Render everything in the material below, from the line containing "the woman's long" down to the line containing "x=187 y=154", both included, as a Markdown table. Use a Row column for the line number and a Text column for the line, and leave out any blank lines.

-- START Data shown --

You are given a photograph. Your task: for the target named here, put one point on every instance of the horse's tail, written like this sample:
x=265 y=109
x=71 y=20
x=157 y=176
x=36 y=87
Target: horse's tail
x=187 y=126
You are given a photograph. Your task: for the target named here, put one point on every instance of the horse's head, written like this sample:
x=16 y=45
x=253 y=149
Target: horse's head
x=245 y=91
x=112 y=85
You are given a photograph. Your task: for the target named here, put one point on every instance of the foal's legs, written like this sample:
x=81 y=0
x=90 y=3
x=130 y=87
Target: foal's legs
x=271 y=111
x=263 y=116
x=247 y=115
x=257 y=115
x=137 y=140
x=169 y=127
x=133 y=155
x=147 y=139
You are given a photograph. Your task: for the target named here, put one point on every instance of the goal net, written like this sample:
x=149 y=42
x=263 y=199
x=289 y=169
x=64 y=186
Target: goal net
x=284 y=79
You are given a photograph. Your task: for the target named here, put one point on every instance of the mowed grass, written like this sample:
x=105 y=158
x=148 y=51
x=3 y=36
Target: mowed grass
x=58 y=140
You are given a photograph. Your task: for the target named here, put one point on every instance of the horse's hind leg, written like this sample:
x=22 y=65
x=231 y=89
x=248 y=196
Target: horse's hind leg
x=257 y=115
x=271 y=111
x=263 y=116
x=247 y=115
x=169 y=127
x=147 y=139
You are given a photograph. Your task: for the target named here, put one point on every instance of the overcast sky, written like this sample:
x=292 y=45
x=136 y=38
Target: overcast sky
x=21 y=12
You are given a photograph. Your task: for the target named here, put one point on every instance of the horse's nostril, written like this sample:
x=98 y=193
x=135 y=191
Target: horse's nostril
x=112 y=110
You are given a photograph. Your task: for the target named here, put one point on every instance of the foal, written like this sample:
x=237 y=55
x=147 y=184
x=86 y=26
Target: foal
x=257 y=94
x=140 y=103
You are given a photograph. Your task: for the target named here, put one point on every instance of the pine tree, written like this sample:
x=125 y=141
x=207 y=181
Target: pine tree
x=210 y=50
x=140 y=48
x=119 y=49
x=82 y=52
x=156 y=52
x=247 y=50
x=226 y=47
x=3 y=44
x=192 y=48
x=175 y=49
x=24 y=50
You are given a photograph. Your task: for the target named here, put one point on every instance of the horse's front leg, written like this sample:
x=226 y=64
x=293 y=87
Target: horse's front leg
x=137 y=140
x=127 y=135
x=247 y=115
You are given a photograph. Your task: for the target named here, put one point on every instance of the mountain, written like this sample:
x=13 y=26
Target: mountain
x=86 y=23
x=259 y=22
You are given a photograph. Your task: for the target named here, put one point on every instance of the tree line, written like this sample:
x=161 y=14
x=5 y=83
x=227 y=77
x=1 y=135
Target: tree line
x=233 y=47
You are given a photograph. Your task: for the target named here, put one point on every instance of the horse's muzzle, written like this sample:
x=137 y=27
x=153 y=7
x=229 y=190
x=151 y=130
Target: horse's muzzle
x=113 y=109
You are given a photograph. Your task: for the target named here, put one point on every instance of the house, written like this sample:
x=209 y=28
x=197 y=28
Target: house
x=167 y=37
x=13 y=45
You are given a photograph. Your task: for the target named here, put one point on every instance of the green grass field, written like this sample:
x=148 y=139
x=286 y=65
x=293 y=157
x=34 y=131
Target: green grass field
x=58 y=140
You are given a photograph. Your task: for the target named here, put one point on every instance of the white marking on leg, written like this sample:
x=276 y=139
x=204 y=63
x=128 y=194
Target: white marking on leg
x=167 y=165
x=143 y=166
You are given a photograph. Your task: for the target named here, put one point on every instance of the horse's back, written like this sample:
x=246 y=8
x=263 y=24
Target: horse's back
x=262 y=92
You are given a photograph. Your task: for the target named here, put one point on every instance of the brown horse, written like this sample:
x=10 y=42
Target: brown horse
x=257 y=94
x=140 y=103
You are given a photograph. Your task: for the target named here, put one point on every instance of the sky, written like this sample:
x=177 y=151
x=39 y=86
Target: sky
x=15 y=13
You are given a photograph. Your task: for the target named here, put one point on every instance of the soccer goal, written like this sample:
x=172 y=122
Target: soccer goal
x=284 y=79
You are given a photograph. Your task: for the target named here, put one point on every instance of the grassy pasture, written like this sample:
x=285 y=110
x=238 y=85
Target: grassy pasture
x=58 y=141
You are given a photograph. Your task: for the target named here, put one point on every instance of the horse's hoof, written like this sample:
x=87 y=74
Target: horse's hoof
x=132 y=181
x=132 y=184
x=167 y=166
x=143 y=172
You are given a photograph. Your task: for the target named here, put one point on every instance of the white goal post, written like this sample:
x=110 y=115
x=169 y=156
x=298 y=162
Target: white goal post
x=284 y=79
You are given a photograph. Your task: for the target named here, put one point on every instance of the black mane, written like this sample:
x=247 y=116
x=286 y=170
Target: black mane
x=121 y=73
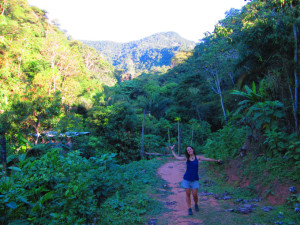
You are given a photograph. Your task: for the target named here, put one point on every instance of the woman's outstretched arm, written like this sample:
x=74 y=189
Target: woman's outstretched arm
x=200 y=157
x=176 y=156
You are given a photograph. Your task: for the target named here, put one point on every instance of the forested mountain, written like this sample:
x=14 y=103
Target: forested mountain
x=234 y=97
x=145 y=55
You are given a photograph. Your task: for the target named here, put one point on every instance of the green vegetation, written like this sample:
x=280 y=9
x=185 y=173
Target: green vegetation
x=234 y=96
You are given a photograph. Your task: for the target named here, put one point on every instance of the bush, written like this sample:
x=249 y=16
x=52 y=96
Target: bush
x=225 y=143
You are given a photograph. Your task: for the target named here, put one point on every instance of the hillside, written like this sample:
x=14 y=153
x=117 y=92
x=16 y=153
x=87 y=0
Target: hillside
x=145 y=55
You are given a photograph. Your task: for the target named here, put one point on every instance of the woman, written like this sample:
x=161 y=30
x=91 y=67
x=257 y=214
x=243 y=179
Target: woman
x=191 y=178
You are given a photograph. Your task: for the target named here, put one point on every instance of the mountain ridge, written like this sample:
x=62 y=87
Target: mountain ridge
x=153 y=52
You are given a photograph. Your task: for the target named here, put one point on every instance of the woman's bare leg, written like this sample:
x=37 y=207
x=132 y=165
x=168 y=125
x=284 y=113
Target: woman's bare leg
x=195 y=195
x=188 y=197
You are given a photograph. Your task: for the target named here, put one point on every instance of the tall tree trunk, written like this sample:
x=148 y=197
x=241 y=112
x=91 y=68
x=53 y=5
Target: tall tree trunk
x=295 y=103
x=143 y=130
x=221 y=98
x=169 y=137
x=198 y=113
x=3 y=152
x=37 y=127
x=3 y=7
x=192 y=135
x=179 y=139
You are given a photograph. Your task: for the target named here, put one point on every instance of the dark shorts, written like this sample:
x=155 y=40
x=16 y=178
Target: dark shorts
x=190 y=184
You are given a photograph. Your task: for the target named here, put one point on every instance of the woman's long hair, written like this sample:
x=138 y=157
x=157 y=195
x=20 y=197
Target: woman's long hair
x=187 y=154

-- END Data shown --
-- START Data shown --

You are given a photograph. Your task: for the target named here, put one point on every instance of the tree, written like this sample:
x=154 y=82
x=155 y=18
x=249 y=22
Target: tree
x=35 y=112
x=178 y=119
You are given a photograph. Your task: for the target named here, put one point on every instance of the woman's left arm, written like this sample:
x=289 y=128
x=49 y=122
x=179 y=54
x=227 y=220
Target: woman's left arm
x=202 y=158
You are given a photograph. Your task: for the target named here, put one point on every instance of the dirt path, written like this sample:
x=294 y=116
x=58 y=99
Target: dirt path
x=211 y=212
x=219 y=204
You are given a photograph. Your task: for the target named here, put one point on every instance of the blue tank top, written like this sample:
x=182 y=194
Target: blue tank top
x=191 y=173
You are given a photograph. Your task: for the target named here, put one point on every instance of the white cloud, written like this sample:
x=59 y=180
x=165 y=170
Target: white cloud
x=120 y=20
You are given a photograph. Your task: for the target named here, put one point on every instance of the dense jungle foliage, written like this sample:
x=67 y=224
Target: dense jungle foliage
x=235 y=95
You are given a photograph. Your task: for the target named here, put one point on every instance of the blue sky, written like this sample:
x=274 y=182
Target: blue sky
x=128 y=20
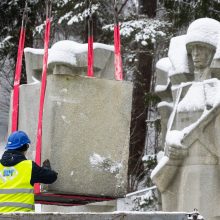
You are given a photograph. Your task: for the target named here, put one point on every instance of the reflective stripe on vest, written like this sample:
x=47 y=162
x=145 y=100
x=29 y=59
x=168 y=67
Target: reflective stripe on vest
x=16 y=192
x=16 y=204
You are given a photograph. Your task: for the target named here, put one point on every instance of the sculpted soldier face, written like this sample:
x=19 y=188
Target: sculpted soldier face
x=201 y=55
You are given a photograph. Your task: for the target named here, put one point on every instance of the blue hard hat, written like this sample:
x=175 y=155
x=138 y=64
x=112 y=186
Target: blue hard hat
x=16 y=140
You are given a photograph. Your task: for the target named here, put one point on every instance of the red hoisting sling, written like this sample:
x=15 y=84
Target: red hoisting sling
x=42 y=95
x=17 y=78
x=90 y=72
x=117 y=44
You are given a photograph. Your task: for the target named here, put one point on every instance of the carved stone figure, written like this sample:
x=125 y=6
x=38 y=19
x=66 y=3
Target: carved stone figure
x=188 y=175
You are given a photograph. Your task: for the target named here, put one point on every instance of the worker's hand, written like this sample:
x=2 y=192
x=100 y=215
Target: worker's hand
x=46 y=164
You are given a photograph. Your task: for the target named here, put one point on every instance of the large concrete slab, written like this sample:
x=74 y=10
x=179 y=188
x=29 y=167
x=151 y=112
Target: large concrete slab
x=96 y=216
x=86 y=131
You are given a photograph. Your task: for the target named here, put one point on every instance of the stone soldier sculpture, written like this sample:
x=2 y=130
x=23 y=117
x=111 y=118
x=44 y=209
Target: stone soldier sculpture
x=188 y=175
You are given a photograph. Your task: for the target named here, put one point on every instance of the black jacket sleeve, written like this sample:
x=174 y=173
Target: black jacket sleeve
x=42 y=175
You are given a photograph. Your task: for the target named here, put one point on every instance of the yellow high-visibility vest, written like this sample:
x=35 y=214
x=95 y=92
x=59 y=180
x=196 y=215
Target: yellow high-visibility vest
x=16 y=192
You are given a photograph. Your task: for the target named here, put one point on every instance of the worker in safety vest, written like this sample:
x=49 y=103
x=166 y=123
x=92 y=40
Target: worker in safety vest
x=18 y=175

-- END Data shown --

• The completed task:
| Row | Text |
|---|---|
| 1 | You are given a photograph. Your task: for the target named here, put one point on every instance of the woman's long hair, written like this sample: |
| 2 | x=138 y=157 |
| 3 | x=157 y=195 |
| 4 | x=20 y=197 |
| 5 | Target: woman's long hair |
| 6 | x=187 y=154 |